▸ **Requirement**: Reproduce every line of the material below without changing a single character.
** start **
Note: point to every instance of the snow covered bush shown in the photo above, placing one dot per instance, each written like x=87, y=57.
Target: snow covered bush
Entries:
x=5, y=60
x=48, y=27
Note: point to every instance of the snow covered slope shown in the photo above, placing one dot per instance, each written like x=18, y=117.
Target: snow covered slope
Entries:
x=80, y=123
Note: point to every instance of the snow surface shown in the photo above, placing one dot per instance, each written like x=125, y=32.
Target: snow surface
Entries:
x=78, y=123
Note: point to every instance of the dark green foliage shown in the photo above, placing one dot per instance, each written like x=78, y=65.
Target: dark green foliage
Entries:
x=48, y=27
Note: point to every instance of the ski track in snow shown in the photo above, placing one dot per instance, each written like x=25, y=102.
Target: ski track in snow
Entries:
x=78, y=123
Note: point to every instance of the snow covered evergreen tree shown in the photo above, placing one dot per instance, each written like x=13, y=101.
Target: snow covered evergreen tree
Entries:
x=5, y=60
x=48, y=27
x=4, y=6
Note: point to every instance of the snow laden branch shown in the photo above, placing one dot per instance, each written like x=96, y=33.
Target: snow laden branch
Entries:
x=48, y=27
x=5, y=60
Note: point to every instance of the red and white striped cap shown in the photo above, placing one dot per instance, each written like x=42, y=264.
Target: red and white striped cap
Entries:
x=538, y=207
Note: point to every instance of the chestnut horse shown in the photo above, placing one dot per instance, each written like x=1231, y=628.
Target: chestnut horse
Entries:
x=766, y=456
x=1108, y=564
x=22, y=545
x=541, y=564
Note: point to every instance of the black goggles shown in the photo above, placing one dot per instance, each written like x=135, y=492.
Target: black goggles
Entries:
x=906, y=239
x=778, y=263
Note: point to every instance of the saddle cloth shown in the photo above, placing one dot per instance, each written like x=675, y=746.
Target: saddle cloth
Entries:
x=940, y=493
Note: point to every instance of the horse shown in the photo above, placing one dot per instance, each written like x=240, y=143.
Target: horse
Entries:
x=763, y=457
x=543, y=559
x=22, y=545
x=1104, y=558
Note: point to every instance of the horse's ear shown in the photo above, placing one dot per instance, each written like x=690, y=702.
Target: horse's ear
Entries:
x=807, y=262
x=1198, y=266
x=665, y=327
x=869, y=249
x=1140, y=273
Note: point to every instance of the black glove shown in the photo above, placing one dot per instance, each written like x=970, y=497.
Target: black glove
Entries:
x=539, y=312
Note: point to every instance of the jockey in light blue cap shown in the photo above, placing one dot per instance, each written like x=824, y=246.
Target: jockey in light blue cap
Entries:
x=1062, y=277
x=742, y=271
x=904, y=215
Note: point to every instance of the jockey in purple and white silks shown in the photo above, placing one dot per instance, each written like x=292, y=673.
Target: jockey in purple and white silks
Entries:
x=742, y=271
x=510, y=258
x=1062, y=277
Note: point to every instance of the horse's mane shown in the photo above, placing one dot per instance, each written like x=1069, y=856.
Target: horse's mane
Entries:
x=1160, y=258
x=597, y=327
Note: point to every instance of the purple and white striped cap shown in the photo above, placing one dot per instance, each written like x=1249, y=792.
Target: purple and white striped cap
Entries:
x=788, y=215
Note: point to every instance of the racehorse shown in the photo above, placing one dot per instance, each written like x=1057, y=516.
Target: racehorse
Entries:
** end **
▸ **Exercise output**:
Note: point to every instance of the snow covered bush shown in the photo above, placing one dot per instance, each written like x=87, y=57.
Target: snow covered bush
Entries:
x=5, y=60
x=48, y=27
Note: point to every instance of the snow covered slope shown in the photo above, placing one dot per instance, each written like x=18, y=117.
Target: snow covered slope
Entries:
x=80, y=123
Note: point to every instance of the snow surface shown in the photo above, placing one dot per instance, each written like x=125, y=32.
Target: snow surface
Entries:
x=78, y=123
Note: point to every instance of the dark green foliage shown in the photo above, placing one dot per instance, each written like x=78, y=65.
Target: dark green foliage
Entries:
x=48, y=27
Note: point to every instance of the ski track in snow shown in the photo above, placing one dot per instance, each written like x=25, y=102.
Target: ski track in snow
Entries:
x=78, y=123
Note: point to every instance of the snow covered evergreen tree shown in the photo above, placing one dot per instance, each written like x=13, y=101.
Target: snow covered evergreen tree
Entries:
x=5, y=60
x=48, y=27
x=4, y=6
Note: point to every instance of the snow laden branch shown in the photo above, placing one dot per instance, each written like x=96, y=33.
Target: snow laden branch
Entries:
x=48, y=27
x=5, y=60
Note: point to every instance of the red and white striped cap shown in the photo above, placing one dot per instance, each written like x=42, y=264.
Target: red and white striped cap
Entries:
x=538, y=207
Note: point to every instance of the chestnut horse shown in the photo above, placing one dot per instance, each written like x=1231, y=628.
Target: chestnut horse
Entries:
x=766, y=456
x=1108, y=564
x=22, y=545
x=541, y=564
Note: point to every instance of the black goggles shown in the photo above, placing one dot per instance, each written like x=135, y=492.
Target: black goggles
Entries:
x=906, y=239
x=778, y=263
Note: point to every instance of the saddle cloth shown in the photo above, placing one dot per instance, each written like x=675, y=746.
Target: saddle cloth
Entries:
x=940, y=493
Note: point to every instance of the horse shown in the photo above, placing one dot per instance, each written like x=240, y=143.
Target: horse
Entries:
x=763, y=457
x=543, y=559
x=22, y=545
x=1104, y=558
Note: point to every instance of the horse's ear shown in the photo above, placing one dot per instance, each written like x=690, y=702.
Target: horse's ear
Entries:
x=807, y=262
x=1198, y=266
x=665, y=327
x=869, y=249
x=1140, y=273
Note: point to every instance of the black glove shown in the photo above, placing one dot per instance, each written like x=970, y=497.
Target: black glove
Entries:
x=539, y=312
Note: point to every instance of the jockey in light blue cap shown in the photo above, placing one dot per instance, each written like x=824, y=246.
Target: jockey in light blue cap
Entries:
x=1062, y=277
x=742, y=271
x=904, y=215
Note: point to every instance of the jockey in purple and white silks shown in the photo above, placing one dot per instance, each written like x=292, y=673.
Target: jockey in purple and white silks
Entries:
x=742, y=271
x=510, y=258
x=1062, y=277
Note: point to every instance of the horse's mane shown in the photo above, placing one dot per instance, each written like x=1069, y=856.
Target: horse's mane
Entries:
x=1160, y=258
x=597, y=327
Note: point to every instance of the purple and white striped cap shown in the photo above, placing one dot per instance, each written like x=1249, y=792.
Target: purple and white striped cap
Entries:
x=788, y=215
Note: point to every instance of the racehorse shown in the photo above, placing one dot per instance, each written like x=1057, y=516.
Target: racehorse
Entries:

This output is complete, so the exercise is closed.